[START PAGE TEXT]
My Grandpa Tanner was 91 years old when he died. He had lived a good life. He was frail, sick, and in pain and living in a nursing home when he died. His death was not a surprise. I was glad that his pain had ended and that he could claim his Heavenly reward. And yet I sobbed at his funeral. I was sad because I'd miss him. I was sad that my kids would never know him. I was sad because the world had lost one of the most loving people possible. In fact, the thought that went through my head most often was "who will I find to love me like Grandpa did?" Grandpa loved everyone. His love was unconditional. And he delighted in me. Some people never get to experience love like that, and I knew I was lucky to have had him. I missed and feared the loss of such a loving presence in my life.
Shortly after Grandpa died, I started attending St Thomas Church. I liked the place and people immediately. It seemed like just the kind of church I wanted to raise my kids in. Just a few weeks later Neil died. And St Thomas Church loved me. They loved me with hugs. They loved me with space and silence. They loved me with prayers. More than a year after Neil died, Anne Gibbs told me that she still prayed for me every day. They didn't really know me yet, but they loved me anyway.
St Thomas Church loved me through two emotionally difficult pregnancies. They welcomed and loved my babies. As my babies grew and became energetic toddlers, St Thomas still embraced our family. I never felt like my kids were a problem or that I was a bad mom just because my kids were loud or literally climbing the walls. When my kids were baptized, the people of St Thomas promised to help raise them in God's family, and they have followed through. They have loved my kids and encouraged them to participate in worship.
[END PAGE TEXT]
[START RAW DATA]
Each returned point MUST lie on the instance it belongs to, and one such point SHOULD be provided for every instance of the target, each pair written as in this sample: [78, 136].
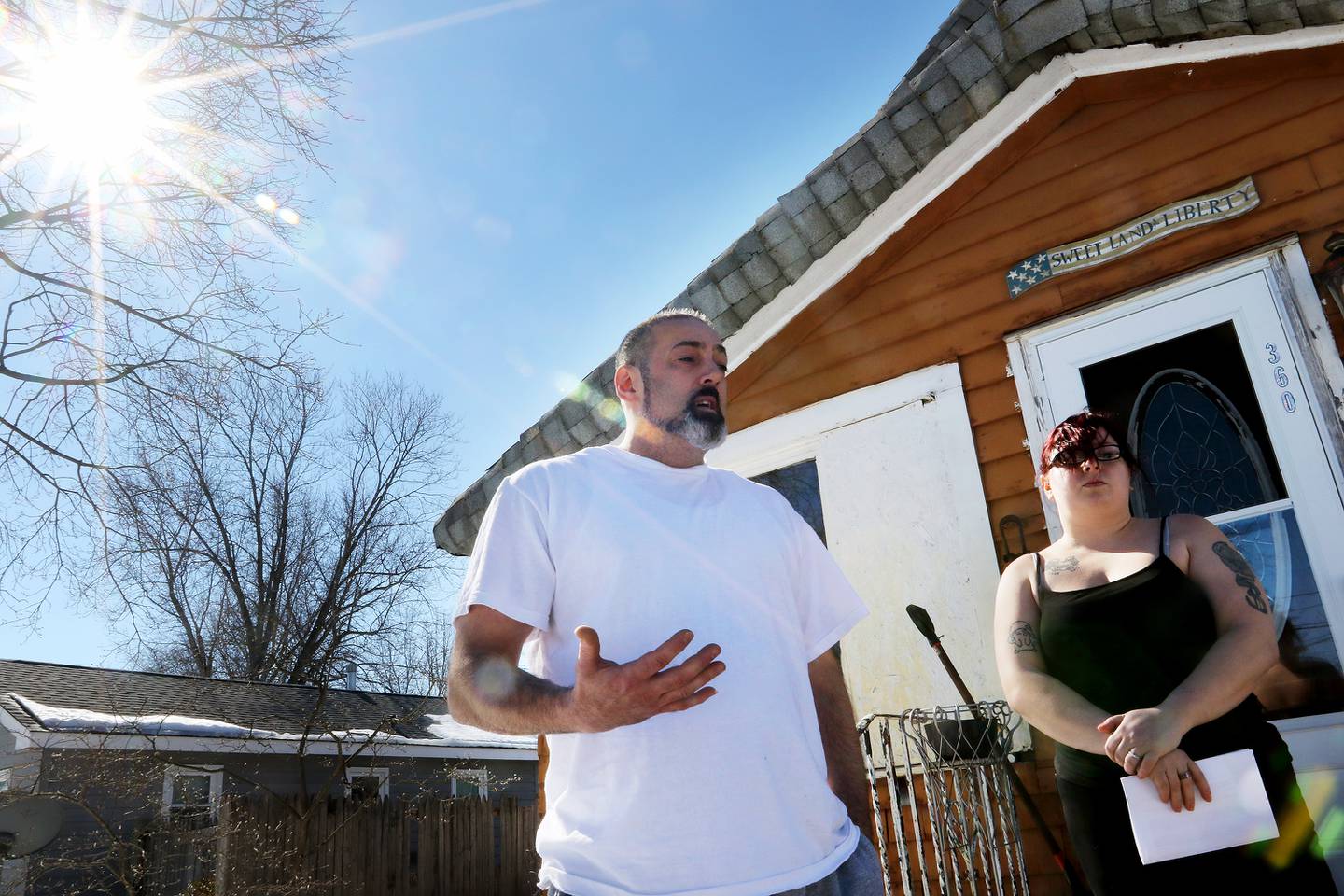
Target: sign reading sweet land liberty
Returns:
[END RAW DATA]
§ **EXERCISE REQUIREMENTS**
a – Reproduce the passage of the reflection on St Thomas Church between "St Thomas Church loved me through" and "participate in worship.", inclusive, renaming "toddlers" as "preschoolers".
b – In the reflection on St Thomas Church, who said she still prayed for the writer every day more than a year after Neil died?
c – Pick up the reflection on St Thomas Church after its final sentence and continue it.
The listing has no connection to the reflection on St Thomas Church.

§ **ANSWERS BY TASK**
a –
St Thomas Church loved me through two emotionally difficult pregnancies. They welcomed and loved my babies. As my babies grew and became energetic preschoolers, St Thomas still embraced our family. I never felt like my kids were a problem or that I was a bad mom just because my kids were loud or literally climbing the walls. When my kids were baptized, the people of St Thomas promised to help raise them in God's family, and they have followed through. They have loved my kids and encouraged them to participate in worship.

b – Anne Gibbs.

c –
The amazing love from these people has helped me heal from depression and social anxiety. They have helped me heal from church wounds. They have helped me heal after Neil's death. I would not be who I am today without St Thomas Church.
Last Sunday at St Thomas Church's annual meeting, eight adults present agreed that our small number could no longer sustain a congregation. For more than five years, we've been without a pastor, and lay leadership has done everything in our powerful to keep the church thriving. However, the lack of clergy has been difficult, and we have no hope of getting a pastor in the near future. Our financial situation would allow us to keep the doors open for up to one year. Those present felt like we had given the church all we had even as membership has slowly decreased as people burned out. Rather than wait a year and attempt to grow a church when we were running on fumes, they decided to end it now. Essentially, they voted to stop being a church immediately.
I say "they" because I couldn't bring myself to vote for or against the end of St Thomas Church. I knew that the church was dying, but when the end came I was still sad. I just sat and cried. At first, I had no words. I knew that my life has had a lot of change recently, and part of my grief was cumulative. But as I thought about it, I found I was asking myself, "Who will love me like St Thomas did?" Who will love me because of and despite how well they know me? Will they smile when Maggie suddenly loudly sings "all the doo dah day" or "E-I-E-I-O" during prayers? Will they offer to let Lucy help take up the offering? Will my kids be allowed to eat bread with everyone else? Will I feel a swell of support or judgement when my kids act up in church? Who will love me and us like St Thomas has?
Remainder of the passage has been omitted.